- Point-per-instance localization data

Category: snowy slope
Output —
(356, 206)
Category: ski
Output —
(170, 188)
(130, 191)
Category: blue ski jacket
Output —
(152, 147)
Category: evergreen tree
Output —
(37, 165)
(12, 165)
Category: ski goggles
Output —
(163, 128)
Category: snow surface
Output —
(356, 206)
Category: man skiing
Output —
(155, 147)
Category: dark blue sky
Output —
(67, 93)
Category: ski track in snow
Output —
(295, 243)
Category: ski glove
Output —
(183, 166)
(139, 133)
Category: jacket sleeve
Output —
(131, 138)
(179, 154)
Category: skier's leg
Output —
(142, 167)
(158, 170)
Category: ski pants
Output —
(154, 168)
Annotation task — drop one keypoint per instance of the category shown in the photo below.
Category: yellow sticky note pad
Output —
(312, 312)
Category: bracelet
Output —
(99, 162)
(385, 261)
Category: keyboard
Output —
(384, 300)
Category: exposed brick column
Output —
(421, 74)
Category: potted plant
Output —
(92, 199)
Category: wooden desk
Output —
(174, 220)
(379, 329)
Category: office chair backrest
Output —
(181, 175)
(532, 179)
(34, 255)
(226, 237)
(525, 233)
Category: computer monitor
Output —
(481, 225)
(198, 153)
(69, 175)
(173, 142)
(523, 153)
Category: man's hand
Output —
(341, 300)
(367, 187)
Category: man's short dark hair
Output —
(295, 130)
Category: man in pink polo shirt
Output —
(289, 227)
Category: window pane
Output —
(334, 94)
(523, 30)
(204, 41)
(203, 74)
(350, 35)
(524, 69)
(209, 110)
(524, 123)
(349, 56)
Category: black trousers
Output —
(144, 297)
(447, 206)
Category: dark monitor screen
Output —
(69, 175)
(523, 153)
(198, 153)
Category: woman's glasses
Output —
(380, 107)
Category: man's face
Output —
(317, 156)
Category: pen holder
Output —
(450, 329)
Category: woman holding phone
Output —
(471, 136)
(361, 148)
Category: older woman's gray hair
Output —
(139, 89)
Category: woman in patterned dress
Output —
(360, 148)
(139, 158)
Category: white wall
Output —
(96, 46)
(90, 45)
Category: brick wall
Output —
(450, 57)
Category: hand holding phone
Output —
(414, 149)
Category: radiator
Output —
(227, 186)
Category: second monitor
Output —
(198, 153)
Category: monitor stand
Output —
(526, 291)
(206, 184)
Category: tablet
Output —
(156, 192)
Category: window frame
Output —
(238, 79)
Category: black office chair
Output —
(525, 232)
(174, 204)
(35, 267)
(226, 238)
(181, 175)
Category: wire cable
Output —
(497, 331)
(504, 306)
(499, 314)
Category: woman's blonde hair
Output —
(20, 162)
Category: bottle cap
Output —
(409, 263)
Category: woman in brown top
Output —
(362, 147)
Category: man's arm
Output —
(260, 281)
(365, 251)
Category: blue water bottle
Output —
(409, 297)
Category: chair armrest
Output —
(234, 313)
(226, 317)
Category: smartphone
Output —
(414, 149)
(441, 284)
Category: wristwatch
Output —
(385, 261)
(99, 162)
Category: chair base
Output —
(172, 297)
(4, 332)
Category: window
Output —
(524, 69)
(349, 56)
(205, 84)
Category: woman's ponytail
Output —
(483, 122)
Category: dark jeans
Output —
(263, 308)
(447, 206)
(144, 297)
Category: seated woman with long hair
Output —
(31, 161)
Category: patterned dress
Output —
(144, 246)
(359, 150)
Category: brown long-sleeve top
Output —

- Exercise prompt
All lines of the data that hold "dress" need to be copied.

- Finished task
Category: woman in patterned dress
Category: patterned dress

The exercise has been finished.